» **Exercise**
Can you rewrite the records below as a Markdown table with a "Row" column for the row number and a "Line" column for each line, leaving out any blank lines?

Position identification records
□ □ □ □
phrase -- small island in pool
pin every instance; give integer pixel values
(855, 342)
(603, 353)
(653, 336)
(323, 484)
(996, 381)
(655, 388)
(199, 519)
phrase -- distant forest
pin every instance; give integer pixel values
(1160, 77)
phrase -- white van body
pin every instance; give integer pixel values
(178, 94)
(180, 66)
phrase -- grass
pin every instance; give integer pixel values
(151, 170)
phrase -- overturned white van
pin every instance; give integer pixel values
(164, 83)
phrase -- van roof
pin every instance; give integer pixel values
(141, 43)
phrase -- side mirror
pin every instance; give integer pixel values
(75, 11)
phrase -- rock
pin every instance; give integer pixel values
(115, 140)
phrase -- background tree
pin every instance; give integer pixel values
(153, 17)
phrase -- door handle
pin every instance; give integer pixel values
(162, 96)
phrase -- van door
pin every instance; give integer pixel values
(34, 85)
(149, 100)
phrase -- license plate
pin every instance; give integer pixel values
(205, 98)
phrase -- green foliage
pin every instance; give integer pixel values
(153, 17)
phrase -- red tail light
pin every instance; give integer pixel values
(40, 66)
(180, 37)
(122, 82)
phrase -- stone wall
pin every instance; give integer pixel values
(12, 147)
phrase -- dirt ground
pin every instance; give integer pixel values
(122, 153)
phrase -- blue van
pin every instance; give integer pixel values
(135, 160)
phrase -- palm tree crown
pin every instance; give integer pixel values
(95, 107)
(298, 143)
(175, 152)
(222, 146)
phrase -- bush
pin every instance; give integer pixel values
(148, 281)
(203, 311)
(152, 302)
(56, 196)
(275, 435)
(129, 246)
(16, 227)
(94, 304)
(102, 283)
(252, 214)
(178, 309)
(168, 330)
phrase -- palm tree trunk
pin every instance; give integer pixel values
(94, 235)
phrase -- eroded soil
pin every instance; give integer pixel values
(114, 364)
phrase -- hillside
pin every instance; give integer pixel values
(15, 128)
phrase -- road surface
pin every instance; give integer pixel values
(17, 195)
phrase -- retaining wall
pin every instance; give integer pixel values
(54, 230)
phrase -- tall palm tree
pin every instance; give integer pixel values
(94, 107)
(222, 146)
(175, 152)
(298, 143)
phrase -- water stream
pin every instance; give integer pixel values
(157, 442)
□ □ □ □
» **Result for this exercise**
| Row | Line |
|---|---|
| 1 | phrase -- small island in pool |
| 2 | pin every instance; give integer pixel values |
| 3 | (855, 342) |
| 4 | (603, 353) |
| 5 | (653, 336) |
| 6 | (323, 484) |
| 7 | (996, 381) |
| 8 | (655, 388) |
| 9 | (199, 519) |
| 10 | phrase -- distant forest |
| 11 | pin every instance; give integer pixel values |
| 12 | (1160, 77) |
| 13 | phrase -- white van body |
| 14 | pin every instance; give integer pixel values |
| 15 | (178, 94) |
| 16 | (180, 66) |
| 17 | phrase -- grass |
| 18 | pin every instance; give integer pixel values |
| 19 | (151, 170) |
| 20 | phrase -- overturned white van |
| 21 | pin every instance; give integer pixel values |
| 22 | (164, 83) |
| 23 | phrase -- van roof |
| 24 | pin every instance; give integer pixel values |
| 25 | (141, 43) |
| 26 | phrase -- side mirror |
| 27 | pin every instance; give integer pixel values |
| 28 | (75, 11) |
| 29 | phrase -- rock |
| 30 | pin every instance; give integer pixel values |
| 31 | (115, 140) |
| 32 | phrase -- background tree |
| 33 | pin every instance; give integer pixel values |
| 34 | (153, 17) |
| 35 | phrase -- door handle |
| 36 | pin every instance; give integer pixel values |
| 37 | (162, 96) |
| 38 | phrase -- van door |
| 39 | pin every instance; give integer pixel values |
| 40 | (34, 85) |
| 41 | (149, 100) |
| 42 | phrase -- license plate |
| 43 | pin every instance; give integer pixel values |
| 44 | (205, 98) |
| 45 | phrase -- green foliage |
| 46 | pin every instance; give integer pixel values |
| 47 | (153, 17) |
| 48 | phrase -- red tail light |
| 49 | pin every instance; give integer pixel values |
| 50 | (40, 66) |
| 51 | (180, 37) |
| 52 | (122, 82) |
| 53 | phrase -- stone wall |
| 54 | pin every instance; give integer pixel values |
| 55 | (12, 147) |
| 56 | phrase -- dirt ground |
| 57 | pin every instance; give integer pixel values |
| 58 | (122, 153) |
| 59 | phrase -- blue van |
| 60 | pin every instance; give integer pixel values |
| 61 | (135, 160) |
| 62 | phrase -- palm tree crown |
| 63 | pin every instance; give integer pixel values |
| 64 | (95, 107) |
| 65 | (298, 143) |
| 66 | (175, 152) |
| 67 | (222, 146) |
| 68 | phrase -- bush |
| 69 | pin every instance; give integer pixel values |
| 70 | (148, 281) |
| 71 | (203, 311) |
| 72 | (152, 302) |
| 73 | (56, 196) |
| 74 | (275, 435) |
| 75 | (129, 246) |
| 76 | (16, 227) |
| 77 | (94, 304) |
| 78 | (102, 283) |
| 79 | (252, 214) |
| 80 | (178, 309) |
| 81 | (168, 330) |
| 82 | phrase -- palm tree trunk |
| 83 | pin every instance; give integer pixel values |
| 84 | (94, 235) |
| 85 | phrase -- eroded soil |
| 86 | pin every instance; give integer pixel values |
| 87 | (114, 364) |
| 88 | phrase -- hillside |
| 89 | pin every instance; give integer pixel values |
| 90 | (15, 128) |
| 91 | phrase -- road surface |
| 92 | pin every instance; give integer pixel values |
| 93 | (17, 195) |
| 94 | phrase -- retaining wall |
| 95 | pin every instance; give integer pixel values |
| 96 | (54, 230) |
| 97 | phrase -- tall palm tree |
| 98 | pin every instance; give integer pixel values |
| 99 | (94, 107) |
| 100 | (222, 146) |
| 101 | (175, 152) |
| 102 | (298, 143) |
| 103 | phrase -- water stream |
| 104 | pin every instance; give integer pixel values |
| 105 | (157, 442) |